Task description: Quote, word for word, only the lines running from the line with "The component shall mark a point on the red and" through the end of the listing. Leave out the pictures.

Information supplied:
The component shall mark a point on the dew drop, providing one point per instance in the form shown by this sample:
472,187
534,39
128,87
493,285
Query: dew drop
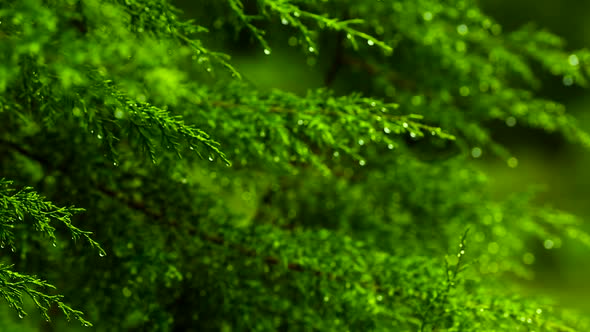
476,152
511,121
462,29
119,114
548,244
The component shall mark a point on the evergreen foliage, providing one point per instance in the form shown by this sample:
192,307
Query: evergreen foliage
210,203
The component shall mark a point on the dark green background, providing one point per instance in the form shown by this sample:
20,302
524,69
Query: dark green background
545,160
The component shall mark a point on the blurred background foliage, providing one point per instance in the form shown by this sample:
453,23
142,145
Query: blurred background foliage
557,170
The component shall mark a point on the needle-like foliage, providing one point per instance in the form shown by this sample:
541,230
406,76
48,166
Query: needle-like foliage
211,203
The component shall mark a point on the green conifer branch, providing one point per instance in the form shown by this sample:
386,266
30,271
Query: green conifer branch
14,285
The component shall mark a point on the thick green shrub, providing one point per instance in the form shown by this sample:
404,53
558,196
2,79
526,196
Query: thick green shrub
204,200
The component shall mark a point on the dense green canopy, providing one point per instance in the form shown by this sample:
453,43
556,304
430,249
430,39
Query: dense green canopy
160,188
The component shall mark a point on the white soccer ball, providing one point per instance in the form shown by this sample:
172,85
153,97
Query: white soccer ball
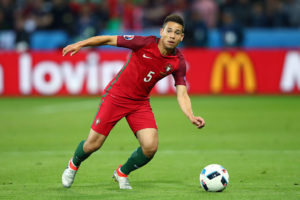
214,178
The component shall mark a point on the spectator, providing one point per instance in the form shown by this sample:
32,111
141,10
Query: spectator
292,10
258,18
208,11
196,31
87,23
6,15
154,12
275,15
63,17
231,30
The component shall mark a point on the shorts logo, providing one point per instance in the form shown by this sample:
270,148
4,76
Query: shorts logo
168,68
97,121
128,37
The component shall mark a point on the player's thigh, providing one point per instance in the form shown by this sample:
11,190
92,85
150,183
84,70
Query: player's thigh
148,139
93,142
141,118
109,113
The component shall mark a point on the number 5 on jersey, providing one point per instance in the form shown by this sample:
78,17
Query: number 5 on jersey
149,76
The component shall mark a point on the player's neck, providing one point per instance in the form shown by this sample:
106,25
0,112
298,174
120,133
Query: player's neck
163,50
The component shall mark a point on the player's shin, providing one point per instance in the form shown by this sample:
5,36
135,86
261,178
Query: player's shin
80,155
135,161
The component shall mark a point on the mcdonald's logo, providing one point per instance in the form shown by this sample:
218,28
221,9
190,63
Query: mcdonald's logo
233,67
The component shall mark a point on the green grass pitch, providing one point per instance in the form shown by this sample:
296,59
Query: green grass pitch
256,138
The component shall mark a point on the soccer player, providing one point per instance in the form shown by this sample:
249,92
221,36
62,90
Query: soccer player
127,95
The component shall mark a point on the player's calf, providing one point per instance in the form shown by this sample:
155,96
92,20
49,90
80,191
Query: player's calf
122,179
69,174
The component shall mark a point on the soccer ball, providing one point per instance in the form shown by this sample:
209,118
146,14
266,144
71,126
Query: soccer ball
214,178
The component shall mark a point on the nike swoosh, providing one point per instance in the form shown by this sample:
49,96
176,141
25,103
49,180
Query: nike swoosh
144,55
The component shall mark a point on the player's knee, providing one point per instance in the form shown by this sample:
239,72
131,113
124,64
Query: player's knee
91,147
150,150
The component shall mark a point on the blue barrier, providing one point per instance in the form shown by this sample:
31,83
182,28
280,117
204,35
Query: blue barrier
254,38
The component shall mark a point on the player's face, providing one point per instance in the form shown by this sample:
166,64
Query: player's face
171,35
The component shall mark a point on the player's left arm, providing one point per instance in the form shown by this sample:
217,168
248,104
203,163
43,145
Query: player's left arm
185,104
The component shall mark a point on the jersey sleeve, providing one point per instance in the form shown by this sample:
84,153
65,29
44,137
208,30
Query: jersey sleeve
134,42
179,74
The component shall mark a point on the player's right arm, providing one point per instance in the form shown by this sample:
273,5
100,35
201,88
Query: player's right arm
93,41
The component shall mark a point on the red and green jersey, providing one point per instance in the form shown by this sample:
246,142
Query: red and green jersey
144,68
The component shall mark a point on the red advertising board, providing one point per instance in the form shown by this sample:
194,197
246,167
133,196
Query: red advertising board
208,72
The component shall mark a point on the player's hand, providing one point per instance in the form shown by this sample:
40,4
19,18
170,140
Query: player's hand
197,121
72,48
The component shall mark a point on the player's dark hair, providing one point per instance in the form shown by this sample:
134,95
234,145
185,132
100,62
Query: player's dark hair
174,18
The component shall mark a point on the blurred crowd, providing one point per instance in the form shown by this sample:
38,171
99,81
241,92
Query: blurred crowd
82,19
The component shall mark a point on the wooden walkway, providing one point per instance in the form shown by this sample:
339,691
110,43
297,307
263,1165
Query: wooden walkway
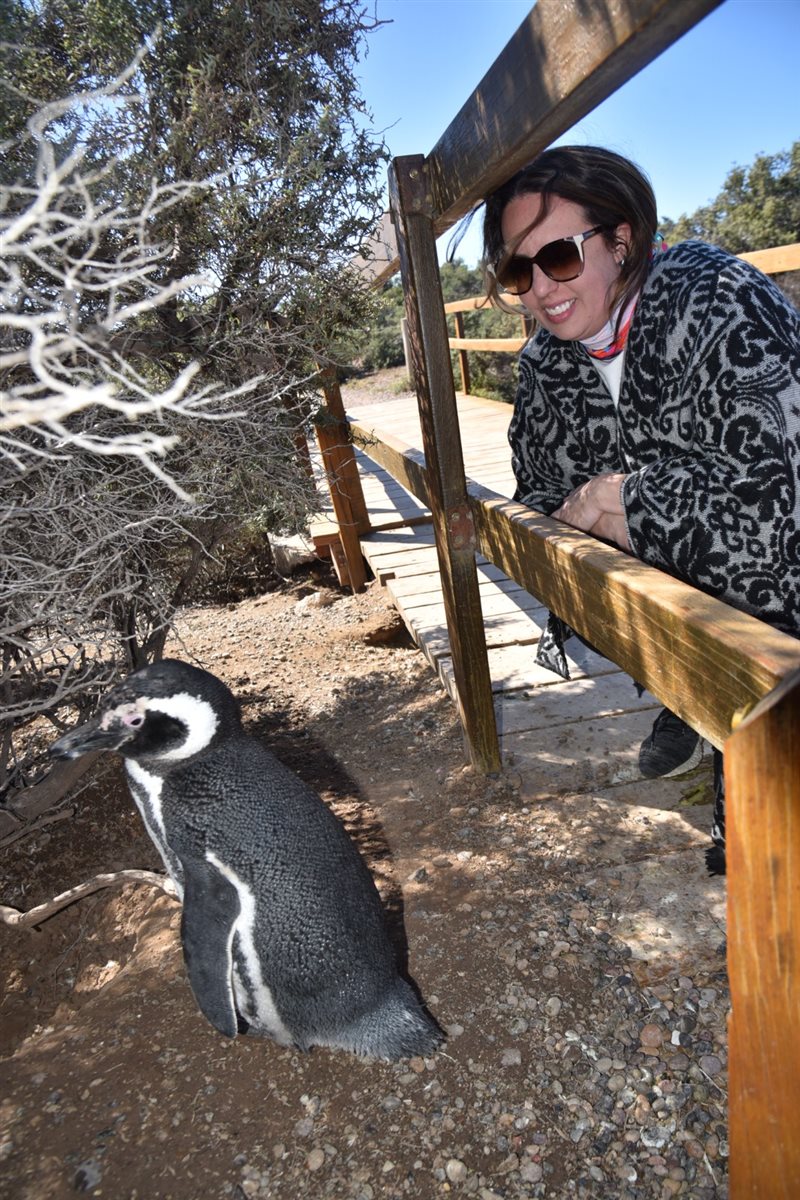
572,741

Task result:
The component shall mark a point on the red and green jersey, providing one point per instance in the form shown by this sample:
246,142
Query: red and green jersey
144,68
The component shall mark a point on the red advertising board, providing one point per instance in the form shown by this sample:
194,197
246,167
133,196
Query: red advertising board
208,72
The component shall mark a point on the player's hand, providing one point per instance in the form shown by this sample:
40,4
19,18
170,140
Query: player's hand
197,121
72,48
The component shall mark a point on the player's dark hair, providing one point per instance in the form shown by this sample:
134,95
234,145
185,132
100,62
Query: player's dark hair
174,18
The component shall mark a point on the blurred crowd, providing one point per instance in the form shown by this sample:
38,171
99,81
241,92
Query: blurred crowd
82,19
The component shall mark a point on the wooden walkway, providing one point per instance in the form shown by this sample:
339,691
110,43
297,307
263,1165
Query: wooden walkway
572,741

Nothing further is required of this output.